──────── SUPPLIED INFORMATION

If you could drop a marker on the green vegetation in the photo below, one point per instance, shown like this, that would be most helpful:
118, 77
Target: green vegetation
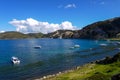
92, 71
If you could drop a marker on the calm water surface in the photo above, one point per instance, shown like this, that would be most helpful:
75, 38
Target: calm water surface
54, 56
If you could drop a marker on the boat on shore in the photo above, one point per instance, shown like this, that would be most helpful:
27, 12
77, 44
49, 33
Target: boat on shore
15, 60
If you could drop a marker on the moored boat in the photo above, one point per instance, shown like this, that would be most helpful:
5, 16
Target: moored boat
15, 60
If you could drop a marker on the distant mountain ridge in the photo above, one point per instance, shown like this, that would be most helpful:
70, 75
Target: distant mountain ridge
99, 30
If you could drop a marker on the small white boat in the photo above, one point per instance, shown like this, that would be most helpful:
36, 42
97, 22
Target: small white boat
37, 47
15, 60
103, 45
77, 46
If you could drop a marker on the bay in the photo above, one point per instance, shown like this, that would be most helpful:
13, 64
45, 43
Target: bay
54, 55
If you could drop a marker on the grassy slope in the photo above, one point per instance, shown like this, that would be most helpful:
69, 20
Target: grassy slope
90, 72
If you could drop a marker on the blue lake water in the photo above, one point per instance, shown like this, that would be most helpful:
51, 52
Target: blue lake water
54, 56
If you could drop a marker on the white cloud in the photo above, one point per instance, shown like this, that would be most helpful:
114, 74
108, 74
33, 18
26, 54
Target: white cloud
2, 31
70, 6
33, 26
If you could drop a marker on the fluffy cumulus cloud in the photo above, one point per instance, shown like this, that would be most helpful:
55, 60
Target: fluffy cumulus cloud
33, 26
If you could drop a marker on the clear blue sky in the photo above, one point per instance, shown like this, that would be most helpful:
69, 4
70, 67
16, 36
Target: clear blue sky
79, 12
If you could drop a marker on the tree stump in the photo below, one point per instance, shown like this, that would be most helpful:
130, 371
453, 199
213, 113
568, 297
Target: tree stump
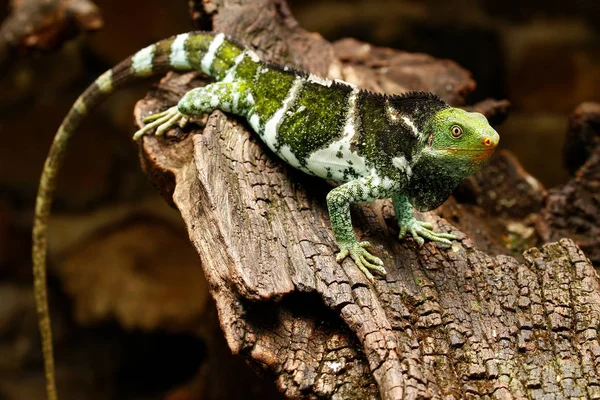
465, 321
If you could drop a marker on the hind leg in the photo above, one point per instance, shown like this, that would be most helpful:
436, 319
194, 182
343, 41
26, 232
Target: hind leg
233, 97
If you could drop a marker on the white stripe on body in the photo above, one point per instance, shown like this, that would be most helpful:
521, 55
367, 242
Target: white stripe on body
272, 125
231, 71
412, 126
402, 164
209, 57
324, 161
179, 57
142, 61
104, 82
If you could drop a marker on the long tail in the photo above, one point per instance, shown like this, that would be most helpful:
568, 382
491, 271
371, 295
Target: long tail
213, 54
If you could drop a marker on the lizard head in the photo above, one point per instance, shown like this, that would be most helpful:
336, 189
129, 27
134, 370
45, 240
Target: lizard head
462, 139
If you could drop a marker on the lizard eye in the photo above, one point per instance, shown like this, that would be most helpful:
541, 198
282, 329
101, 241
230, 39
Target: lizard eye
456, 131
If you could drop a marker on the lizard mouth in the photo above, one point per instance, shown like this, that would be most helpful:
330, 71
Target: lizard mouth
478, 154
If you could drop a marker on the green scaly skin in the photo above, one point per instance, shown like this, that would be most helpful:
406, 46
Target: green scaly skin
413, 147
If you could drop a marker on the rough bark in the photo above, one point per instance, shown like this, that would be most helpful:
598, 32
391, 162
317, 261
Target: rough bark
459, 322
573, 210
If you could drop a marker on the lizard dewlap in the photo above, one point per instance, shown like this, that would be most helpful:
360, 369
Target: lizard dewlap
413, 148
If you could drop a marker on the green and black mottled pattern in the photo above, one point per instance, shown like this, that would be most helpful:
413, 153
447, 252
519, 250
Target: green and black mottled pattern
315, 119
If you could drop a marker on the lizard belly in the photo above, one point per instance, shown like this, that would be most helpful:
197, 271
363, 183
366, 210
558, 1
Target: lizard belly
337, 162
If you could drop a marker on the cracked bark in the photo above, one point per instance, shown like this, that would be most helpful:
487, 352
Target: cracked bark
451, 323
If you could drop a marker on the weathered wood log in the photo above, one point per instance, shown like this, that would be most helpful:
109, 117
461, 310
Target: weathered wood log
450, 323
573, 210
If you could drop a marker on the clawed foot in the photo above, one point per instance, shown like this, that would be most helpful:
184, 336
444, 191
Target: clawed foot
424, 230
162, 122
363, 259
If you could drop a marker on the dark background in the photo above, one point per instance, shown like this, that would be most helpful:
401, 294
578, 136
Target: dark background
544, 56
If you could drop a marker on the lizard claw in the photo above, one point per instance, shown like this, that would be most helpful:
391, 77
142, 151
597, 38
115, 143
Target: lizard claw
364, 260
162, 122
424, 230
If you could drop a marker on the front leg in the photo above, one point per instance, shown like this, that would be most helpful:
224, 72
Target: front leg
418, 229
338, 202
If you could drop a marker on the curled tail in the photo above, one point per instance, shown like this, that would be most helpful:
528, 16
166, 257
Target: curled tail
211, 53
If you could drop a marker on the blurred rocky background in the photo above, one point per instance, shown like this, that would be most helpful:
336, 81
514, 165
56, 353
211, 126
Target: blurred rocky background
127, 329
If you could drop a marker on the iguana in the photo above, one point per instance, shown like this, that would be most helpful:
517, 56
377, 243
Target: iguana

────────────────

# SET EXERCISE
Lay out every line of the rows above as a Markdown table with two columns: Index for the line number and Text for the line. Skip blank lines and leave the pictures out.

# CORRECT RESPONSE
| Index | Text |
|---|---|
| 1 | If you could drop a marker on the green vegetation in the photo below, one point per instance, shown like this, that would be most helpful: |
| 2 | 118, 77 |
| 3 | Target: green vegetation |
| 4 | 92, 71 |
| 5 | If you could drop a marker on the calm water surface in the photo above, one point per instance, shown like this, that would be most helpful: |
| 6 | 75, 38 |
| 7 | Target: calm water surface |
| 8 | 54, 56 |
| 9 | If you could drop a marker on the boat on shore in the photo above, one point per instance, shown like this, that would be most helpful: |
| 10 | 27, 12 |
| 11 | 77, 44 |
| 12 | 49, 33 |
| 13 | Target: boat on shore |
| 14 | 15, 60 |
| 15 | If you could drop a marker on the moored boat in the photo above, one point per instance, shown like this, that would be most helpful: |
| 16 | 5, 16 |
| 17 | Target: moored boat |
| 18 | 15, 60 |
| 19 | If you could drop a marker on the distant mountain ridge in the photo above, one point per instance, shown like this, that would be most helpful: |
| 20 | 70, 75 |
| 21 | Target: distant mountain ridge |
| 22 | 99, 30 |
| 23 | If you could drop a marker on the small white boat in the photo above, one point per instance, shown like this, that would be most helpful: |
| 24 | 36, 42 |
| 25 | 97, 22 |
| 26 | Target: small white boat |
| 27 | 37, 47 |
| 28 | 15, 60 |
| 29 | 103, 45 |
| 30 | 77, 46 |
| 31 | If you could drop a marker on the bay in the photo above, one point per instance, shown like this, that would be most helpful: |
| 32 | 13, 64 |
| 33 | 45, 43 |
| 34 | Target: bay |
| 35 | 54, 55 |
| 36 | If you could drop a marker on the grassy slope in the photo above, one point per instance, shown like this, that would be most helpful: |
| 37 | 69, 20 |
| 38 | Target: grassy slope |
| 39 | 90, 72 |
| 40 | If you could drop a marker on the blue lake water in the photo above, one point per instance, shown like this, that would be most helpful: |
| 41 | 51, 52 |
| 42 | Target: blue lake water |
| 43 | 54, 56 |
| 44 | If you could drop a marker on the white cloud in the photo above, one point per instance, shown like this, that would be most helpful: |
| 45 | 114, 74 |
| 46 | 108, 74 |
| 47 | 33, 18 |
| 48 | 26, 54 |
| 49 | Target: white cloud |
| 50 | 2, 31 |
| 51 | 70, 6 |
| 52 | 33, 26 |
| 53 | If you could drop a marker on the fluffy cumulus cloud in the photo above, one point per instance, shown like this, that would be most helpful: |
| 54 | 55, 60 |
| 55 | Target: fluffy cumulus cloud |
| 56 | 33, 26 |
| 57 | If you could drop a marker on the clear blue sky in the photo above, one point per instance, shown like this, that would be most helpful: |
| 58 | 69, 4 |
| 59 | 70, 67 |
| 60 | 16, 36 |
| 61 | Target: clear blue sky |
| 62 | 79, 12 |
| 63 | If you could drop a marker on the tree stump in the photo below, one point per instance, shown like this, that would be most helpful: |
| 64 | 130, 371 |
| 65 | 453, 199 |
| 66 | 213, 113 |
| 67 | 568, 297 |
| 68 | Target: tree stump |
| 69 | 465, 321 |
| 70 | If you could drop a marker on the hind leg in the photo above, one point per instance, shown like this, that would be most helpful: |
| 71 | 436, 319 |
| 72 | 194, 182 |
| 73 | 343, 41 |
| 74 | 26, 232 |
| 75 | Target: hind leg |
| 76 | 233, 97 |
| 77 | If you could drop a marker on the white stripe on body in the photo above, one point per instance, shown like this, that would be most helpful: |
| 78 | 521, 55 |
| 79 | 367, 242 |
| 80 | Target: white stripe on body |
| 81 | 272, 125 |
| 82 | 231, 71 |
| 83 | 412, 126 |
| 84 | 402, 164 |
| 85 | 209, 57 |
| 86 | 324, 161 |
| 87 | 179, 57 |
| 88 | 142, 61 |
| 89 | 104, 82 |
| 90 | If you could drop a marker on the long tail in the photo above, one point per instance, shown like this, that would be most helpful: |
| 91 | 568, 382 |
| 92 | 491, 271 |
| 93 | 371, 295 |
| 94 | Target: long tail |
| 95 | 213, 54 |
| 96 | If you could drop a marker on the lizard head in the photo above, one point per instance, shown like this, that would be most helpful: |
| 97 | 336, 189 |
| 98 | 129, 27 |
| 99 | 134, 370 |
| 100 | 45, 240 |
| 101 | Target: lizard head |
| 102 | 462, 139 |
| 103 | If you could drop a marker on the lizard eye in the photo above, one point per instance, shown like this, that would be most helpful: |
| 104 | 541, 198 |
| 105 | 282, 329 |
| 106 | 101, 241 |
| 107 | 230, 39 |
| 108 | Target: lizard eye |
| 109 | 456, 131 |
| 110 | If you could drop a marker on the lizard mouth in the photo above, one point per instance, shown like this, that would be most helpful: |
| 111 | 330, 71 |
| 112 | Target: lizard mouth |
| 113 | 478, 154 |
| 114 | If you could drop a marker on the green scaly skin in the photo above, one point per instance, shown like this, that would be most helpful: |
| 115 | 406, 46 |
| 116 | Target: green scaly skin |
| 117 | 413, 147 |
| 118 | If you could drop a marker on the rough bark in the photo above, one point per instance, shown like this, that would be most helpful: |
| 119 | 598, 32 |
| 120 | 391, 162 |
| 121 | 317, 261 |
| 122 | Target: rough bark |
| 123 | 459, 322 |
| 124 | 573, 210 |
| 125 | If you could drop a marker on the lizard dewlap in the photo above, one point per instance, shown like this, that would be most helpful: |
| 126 | 360, 369 |
| 127 | Target: lizard dewlap |
| 128 | 413, 148 |
| 129 | If you could drop a marker on the green and black mottled pattern in the photo above, one point per instance, shown like this, that would be most helpful: |
| 130 | 413, 153 |
| 131 | 447, 252 |
| 132 | 519, 250 |
| 133 | Target: green and black mottled pattern |
| 134 | 315, 119 |
| 135 | If you could drop a marker on the lizard belly in the photo above, one point per instance, shown like this, that would be most helpful: |
| 136 | 197, 271 |
| 137 | 363, 183 |
| 138 | 366, 210 |
| 139 | 558, 1 |
| 140 | Target: lizard belly |
| 141 | 337, 162 |
| 142 | If you could drop a marker on the cracked bark in the photo above, one point per instance, shown like this, that would be most helpful: |
| 143 | 487, 352 |
| 144 | Target: cracked bark |
| 145 | 451, 323 |
| 146 | If you could drop a marker on the weathered wood log in the photo above, one point per instance, shown like this, that would be most helpful: |
| 147 | 109, 117 |
| 148 | 461, 310 |
| 149 | Target: weathered wood log |
| 150 | 450, 323 |
| 151 | 573, 210 |
| 152 | If you could drop a marker on the clawed foot in the photo above, one point per instance, shown like this, that would be most helpful: |
| 153 | 184, 336 |
| 154 | 444, 191 |
| 155 | Target: clawed foot |
| 156 | 424, 230 |
| 157 | 162, 122 |
| 158 | 363, 259 |
| 159 | If you could drop a marker on the dark background in the photo above, one point per instance, shown like this, that would be most helpful: |
| 160 | 401, 294 |
| 161 | 578, 136 |
| 162 | Target: dark background |
| 163 | 544, 56 |
| 164 | If you could drop a marker on the lizard claw in the photo above, one point per instance, shown like this, that would be most helpful: |
| 165 | 391, 77 |
| 166 | 142, 151 |
| 167 | 597, 38 |
| 168 | 115, 143 |
| 169 | Target: lizard claw |
| 170 | 364, 260 |
| 171 | 162, 122 |
| 172 | 424, 230 |
| 173 | If you could drop a marker on the front leg in the photo above, one point per instance, shown like this, that would be most helpful: |
| 174 | 224, 72 |
| 175 | Target: front leg |
| 176 | 418, 229 |
| 177 | 338, 202 |
| 178 | If you could drop a marker on the curled tail in the photo above, one point per instance, shown like this, that would be most helpful: |
| 179 | 528, 16 |
| 180 | 166, 257 |
| 181 | Target: curled tail |
| 182 | 211, 53 |
| 183 | If you could drop a marker on the blurred rocky background in the photo above, one point per instance, shown like this, that would be most helpful: |
| 184 | 336, 81 |
| 185 | 514, 165 |
| 186 | 56, 353 |
| 187 | 211, 126 |
| 188 | Target: blurred rocky background |
| 189 | 127, 329 |
| 190 | If you could drop a marker on the iguana in the photo above, one point per instance, shown like this, that would be most helpful: |
| 191 | 517, 56 |
| 192 | 377, 243 |
| 193 | Target: iguana |